▸ **Stated goal 1**: In the forum thread, condense the paragraph beginning "I dunno. I don't see much utility" into a single shorter sentence that keeps its main points.
▸ **Stated goal 2**: According to the forum thread, on what date were all of its posts made?
▸ **Stated goal 3**: From the forum thread, return the passage starting at "I was curious, though, about" and ending at "Fidelis (May 16, 2008)", copied word for word.

▸ **Passage provided**:
━━━━━━━━
# Contacts & Friends



## blhowes (May 16, 2008)

Lately, I've gotten messages from various PBers requesting to be added to their Friends list. I was honored, considered it a privilege, and accepted.

I was curious, though, about that particular function of the board. How do I put this? Besides making a list, what is it used for?


----------



## Semper Fidelis (May 16, 2008)

I dunno. I don't see much utility in it other than having a list of people I normally contact via PM. I think there might be some functionality associated with it but I've never looked into it.


----------



## py3ak (May 16, 2008)

It makes it easier to spy on those people when they're online --stalking them from forum to forum and dogging their steps until they notice and acknowledge the vital role you have in their life.


----------



## VirginiaHuguenot (May 16, 2008)

py3ak said:


> It makes it easier to spy on those people when they're online --stalking them from forum to forum and dogging their steps until they notice and acknowledge the vital role you have in their life.


----------



## blhowes (May 16, 2008)

Semper Fidelis said:


> I dunno. I don't see much utility in it other than having a list of people I normally contact via PM. I think there might be some functionality associated with it but I've never looked into it.


Using it for contacting people you normally contact via PM is useful. I knew it had to serve some purpose, just wasn't sure what that purpose was.

Thanks, Rich.


----------



## blhowes (May 16, 2008)

py3ak said:


> It makes it easier to spy on those people when they're online --stalking them from forum to forum and dogging their steps until they notice and acknowledge the vital role you have in their life.


When I first asked about the function, I didn't think it served any useful purpose. Thanks for setting me straight!


----------



## py3ak (May 16, 2008)

Just remember, if you're on my list it means I'm watching you....


----------



## blhowes (May 16, 2008)

py3ak said:


> Just remember, if you're on my list it means I'm watching you....



 ...I'm on his list...


----------



## a mere housewife (May 16, 2008)

It's very unnerving, isn't it.


----------
━━━━━━━━
▸ **Extracted records**:
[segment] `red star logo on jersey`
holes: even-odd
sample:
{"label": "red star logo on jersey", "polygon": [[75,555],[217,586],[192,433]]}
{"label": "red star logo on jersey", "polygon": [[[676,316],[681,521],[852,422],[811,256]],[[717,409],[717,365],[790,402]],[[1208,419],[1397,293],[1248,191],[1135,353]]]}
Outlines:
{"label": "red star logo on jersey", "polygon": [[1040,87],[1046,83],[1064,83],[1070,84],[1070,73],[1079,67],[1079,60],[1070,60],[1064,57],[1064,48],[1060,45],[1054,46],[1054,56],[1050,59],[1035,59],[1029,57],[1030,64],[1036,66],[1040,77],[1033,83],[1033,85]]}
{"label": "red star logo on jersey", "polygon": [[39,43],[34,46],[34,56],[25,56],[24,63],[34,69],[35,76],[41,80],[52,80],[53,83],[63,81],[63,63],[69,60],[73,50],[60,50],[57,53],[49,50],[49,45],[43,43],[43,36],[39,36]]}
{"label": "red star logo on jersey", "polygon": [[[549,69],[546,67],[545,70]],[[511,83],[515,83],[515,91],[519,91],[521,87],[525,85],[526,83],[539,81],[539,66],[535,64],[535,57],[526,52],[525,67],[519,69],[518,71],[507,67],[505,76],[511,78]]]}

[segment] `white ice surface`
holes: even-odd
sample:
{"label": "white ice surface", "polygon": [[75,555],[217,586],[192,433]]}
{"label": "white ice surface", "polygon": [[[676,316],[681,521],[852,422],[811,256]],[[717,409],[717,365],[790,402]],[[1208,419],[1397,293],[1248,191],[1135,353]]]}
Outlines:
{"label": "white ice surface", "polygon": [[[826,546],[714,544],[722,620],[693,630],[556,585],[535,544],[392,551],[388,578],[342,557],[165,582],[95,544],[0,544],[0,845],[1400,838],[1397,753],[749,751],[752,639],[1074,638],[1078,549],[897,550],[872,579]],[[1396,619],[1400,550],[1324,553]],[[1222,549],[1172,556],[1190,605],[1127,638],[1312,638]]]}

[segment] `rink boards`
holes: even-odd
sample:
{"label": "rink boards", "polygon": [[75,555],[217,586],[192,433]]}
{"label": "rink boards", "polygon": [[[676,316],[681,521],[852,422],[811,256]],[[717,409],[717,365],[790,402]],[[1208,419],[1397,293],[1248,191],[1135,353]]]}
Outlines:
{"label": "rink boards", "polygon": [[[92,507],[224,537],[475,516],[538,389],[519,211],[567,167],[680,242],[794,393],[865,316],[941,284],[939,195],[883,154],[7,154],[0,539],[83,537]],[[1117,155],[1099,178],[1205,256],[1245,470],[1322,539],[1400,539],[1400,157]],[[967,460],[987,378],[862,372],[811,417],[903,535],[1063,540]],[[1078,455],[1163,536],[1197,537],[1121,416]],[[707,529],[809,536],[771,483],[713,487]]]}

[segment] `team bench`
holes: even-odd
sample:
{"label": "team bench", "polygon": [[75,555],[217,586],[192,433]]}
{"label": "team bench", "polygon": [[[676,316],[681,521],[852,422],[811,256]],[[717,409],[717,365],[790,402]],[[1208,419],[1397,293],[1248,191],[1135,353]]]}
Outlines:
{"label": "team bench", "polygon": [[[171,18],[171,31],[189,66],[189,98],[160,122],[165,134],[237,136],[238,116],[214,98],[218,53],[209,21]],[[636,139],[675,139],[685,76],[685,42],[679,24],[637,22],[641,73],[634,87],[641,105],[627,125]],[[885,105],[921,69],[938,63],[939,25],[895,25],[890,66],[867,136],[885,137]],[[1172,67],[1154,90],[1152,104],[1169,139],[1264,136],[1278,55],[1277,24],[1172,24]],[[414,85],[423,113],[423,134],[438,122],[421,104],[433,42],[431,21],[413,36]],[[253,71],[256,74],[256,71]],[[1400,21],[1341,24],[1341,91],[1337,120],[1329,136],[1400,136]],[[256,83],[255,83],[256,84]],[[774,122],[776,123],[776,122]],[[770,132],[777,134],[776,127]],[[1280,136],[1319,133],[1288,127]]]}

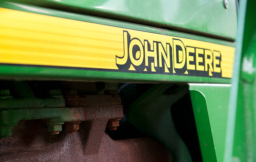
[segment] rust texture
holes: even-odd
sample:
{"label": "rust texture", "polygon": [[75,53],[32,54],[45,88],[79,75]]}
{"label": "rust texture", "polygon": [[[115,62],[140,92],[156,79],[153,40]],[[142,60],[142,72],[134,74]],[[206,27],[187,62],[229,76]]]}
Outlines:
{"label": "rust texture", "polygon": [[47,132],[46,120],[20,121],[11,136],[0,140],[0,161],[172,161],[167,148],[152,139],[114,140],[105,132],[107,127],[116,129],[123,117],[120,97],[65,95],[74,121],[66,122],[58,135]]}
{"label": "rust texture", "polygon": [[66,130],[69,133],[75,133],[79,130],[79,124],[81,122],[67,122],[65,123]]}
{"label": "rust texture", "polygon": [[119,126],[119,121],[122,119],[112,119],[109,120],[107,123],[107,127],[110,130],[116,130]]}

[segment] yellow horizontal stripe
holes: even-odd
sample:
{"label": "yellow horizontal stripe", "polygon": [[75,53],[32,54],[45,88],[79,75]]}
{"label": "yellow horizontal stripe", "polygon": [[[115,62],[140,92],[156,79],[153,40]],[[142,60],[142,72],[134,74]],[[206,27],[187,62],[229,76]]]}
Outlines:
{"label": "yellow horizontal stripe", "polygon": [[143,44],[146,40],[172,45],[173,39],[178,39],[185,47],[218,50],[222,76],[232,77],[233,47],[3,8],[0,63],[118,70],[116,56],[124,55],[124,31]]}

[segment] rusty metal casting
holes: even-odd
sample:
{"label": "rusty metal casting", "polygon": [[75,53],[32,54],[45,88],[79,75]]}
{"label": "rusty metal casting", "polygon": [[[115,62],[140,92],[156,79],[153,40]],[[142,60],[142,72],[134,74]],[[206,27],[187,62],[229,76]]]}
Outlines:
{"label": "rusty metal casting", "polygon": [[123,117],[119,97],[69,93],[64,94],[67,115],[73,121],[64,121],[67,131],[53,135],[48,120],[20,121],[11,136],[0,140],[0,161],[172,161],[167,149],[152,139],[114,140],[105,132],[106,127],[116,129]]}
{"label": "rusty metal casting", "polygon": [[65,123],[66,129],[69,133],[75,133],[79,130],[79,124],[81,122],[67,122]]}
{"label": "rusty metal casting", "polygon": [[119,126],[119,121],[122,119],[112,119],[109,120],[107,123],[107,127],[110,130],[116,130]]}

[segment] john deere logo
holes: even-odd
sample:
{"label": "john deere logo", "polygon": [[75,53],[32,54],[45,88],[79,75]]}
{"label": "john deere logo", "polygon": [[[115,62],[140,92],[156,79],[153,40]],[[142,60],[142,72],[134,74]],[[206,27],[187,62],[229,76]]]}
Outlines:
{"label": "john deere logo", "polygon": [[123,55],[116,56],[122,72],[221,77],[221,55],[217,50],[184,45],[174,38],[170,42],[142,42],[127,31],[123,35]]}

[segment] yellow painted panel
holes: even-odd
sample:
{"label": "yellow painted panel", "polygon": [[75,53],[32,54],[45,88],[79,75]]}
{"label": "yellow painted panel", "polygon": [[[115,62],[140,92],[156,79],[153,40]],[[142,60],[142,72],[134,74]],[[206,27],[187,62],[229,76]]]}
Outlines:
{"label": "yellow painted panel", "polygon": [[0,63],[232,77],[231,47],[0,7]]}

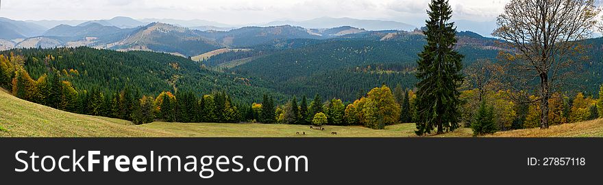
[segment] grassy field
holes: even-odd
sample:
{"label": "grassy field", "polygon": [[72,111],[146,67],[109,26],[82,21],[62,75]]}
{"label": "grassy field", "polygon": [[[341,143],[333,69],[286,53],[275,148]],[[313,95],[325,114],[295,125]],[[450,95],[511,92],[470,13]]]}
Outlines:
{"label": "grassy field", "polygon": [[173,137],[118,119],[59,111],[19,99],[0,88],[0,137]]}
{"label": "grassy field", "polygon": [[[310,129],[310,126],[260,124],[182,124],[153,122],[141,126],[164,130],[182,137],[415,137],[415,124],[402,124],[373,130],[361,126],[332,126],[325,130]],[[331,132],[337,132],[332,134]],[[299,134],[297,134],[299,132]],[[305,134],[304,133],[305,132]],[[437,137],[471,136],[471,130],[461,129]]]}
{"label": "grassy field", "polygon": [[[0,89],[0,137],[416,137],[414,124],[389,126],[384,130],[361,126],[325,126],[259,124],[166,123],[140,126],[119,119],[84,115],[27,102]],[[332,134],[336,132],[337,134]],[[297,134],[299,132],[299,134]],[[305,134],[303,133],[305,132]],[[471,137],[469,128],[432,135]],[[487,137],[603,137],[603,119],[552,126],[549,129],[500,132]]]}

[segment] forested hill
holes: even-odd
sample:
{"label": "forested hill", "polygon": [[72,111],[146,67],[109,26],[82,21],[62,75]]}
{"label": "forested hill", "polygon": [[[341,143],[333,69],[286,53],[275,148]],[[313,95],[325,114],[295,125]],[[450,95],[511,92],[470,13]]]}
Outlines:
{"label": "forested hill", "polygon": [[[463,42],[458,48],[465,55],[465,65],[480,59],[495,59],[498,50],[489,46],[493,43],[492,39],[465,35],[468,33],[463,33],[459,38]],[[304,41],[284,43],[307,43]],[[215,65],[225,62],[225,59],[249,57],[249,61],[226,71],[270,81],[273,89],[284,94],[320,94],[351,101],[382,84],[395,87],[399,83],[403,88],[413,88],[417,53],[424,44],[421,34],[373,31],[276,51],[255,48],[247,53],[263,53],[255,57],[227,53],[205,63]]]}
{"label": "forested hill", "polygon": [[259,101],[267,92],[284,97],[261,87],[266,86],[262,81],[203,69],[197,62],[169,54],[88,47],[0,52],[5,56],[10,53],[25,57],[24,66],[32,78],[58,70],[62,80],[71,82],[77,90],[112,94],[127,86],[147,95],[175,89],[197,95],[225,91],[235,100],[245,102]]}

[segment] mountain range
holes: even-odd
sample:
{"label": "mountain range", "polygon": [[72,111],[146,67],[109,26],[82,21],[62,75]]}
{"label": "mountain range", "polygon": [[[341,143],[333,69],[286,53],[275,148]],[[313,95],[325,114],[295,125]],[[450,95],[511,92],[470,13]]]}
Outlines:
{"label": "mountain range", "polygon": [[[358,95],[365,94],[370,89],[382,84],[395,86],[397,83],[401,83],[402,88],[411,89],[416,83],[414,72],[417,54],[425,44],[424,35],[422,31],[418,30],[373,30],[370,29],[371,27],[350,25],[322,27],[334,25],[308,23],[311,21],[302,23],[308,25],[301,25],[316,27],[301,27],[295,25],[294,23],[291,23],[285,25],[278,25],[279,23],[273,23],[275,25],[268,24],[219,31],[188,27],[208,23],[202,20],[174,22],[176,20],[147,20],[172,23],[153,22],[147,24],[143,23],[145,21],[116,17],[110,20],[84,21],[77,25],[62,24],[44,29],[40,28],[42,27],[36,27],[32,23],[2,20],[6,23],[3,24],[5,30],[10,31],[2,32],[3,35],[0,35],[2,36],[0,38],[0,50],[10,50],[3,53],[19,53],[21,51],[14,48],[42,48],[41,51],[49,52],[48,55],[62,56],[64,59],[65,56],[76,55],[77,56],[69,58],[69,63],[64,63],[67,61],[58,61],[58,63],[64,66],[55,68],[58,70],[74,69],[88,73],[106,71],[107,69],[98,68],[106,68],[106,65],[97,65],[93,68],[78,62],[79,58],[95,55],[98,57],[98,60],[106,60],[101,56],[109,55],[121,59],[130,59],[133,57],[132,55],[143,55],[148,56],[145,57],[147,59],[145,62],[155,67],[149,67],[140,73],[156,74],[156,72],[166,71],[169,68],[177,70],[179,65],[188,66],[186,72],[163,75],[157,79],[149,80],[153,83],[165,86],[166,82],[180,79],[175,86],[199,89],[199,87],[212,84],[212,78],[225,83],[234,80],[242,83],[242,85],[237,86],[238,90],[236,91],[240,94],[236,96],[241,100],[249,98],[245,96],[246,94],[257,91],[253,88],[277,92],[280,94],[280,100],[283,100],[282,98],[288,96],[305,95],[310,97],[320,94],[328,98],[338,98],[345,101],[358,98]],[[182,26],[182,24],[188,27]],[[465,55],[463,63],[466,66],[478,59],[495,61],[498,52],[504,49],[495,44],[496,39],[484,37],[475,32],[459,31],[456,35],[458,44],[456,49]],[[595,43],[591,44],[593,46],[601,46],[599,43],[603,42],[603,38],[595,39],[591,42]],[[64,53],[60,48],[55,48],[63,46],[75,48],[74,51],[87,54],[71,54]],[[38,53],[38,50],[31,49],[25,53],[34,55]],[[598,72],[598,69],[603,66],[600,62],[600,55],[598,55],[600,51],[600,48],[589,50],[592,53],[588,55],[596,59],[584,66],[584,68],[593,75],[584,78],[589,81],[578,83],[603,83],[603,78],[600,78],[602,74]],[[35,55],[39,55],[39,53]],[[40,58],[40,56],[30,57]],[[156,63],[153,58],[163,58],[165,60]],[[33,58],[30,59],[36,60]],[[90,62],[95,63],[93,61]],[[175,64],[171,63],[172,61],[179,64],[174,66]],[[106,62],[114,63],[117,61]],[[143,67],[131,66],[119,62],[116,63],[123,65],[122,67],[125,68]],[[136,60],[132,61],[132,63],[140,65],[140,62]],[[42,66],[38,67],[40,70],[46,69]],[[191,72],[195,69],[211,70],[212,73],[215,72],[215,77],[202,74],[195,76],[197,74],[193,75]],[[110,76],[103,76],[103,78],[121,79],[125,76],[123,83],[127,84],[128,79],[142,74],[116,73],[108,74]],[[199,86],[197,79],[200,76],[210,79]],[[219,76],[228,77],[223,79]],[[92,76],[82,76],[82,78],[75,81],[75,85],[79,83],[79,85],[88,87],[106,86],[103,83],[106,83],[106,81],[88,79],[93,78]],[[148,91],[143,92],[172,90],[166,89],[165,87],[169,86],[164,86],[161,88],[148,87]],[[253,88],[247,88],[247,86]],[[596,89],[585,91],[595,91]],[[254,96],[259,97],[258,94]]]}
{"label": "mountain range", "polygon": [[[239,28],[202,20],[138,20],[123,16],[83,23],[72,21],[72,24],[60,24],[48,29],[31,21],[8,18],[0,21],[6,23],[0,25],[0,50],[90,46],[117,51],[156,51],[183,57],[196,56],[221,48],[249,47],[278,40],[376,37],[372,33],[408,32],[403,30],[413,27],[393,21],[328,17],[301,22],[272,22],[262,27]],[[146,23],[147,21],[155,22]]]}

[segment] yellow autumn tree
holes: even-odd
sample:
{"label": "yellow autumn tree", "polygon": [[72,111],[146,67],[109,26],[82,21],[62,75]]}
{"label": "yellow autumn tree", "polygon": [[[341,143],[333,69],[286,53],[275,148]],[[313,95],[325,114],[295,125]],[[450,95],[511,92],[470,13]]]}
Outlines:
━━━━━━━━
▸ **Full output 1**: The list seems useful mainly for keeping track of people usually contacted by PM, and though it may have other functions, those were never looked into.

▸ **Full output 2**: May 16, 2008.

▸ **Full output 3**:
I was curious, though, about that particular function of the board. How do I put this? Besides making a list, what is it used for?


----------



## Semper Fidelis (May 16, 2008)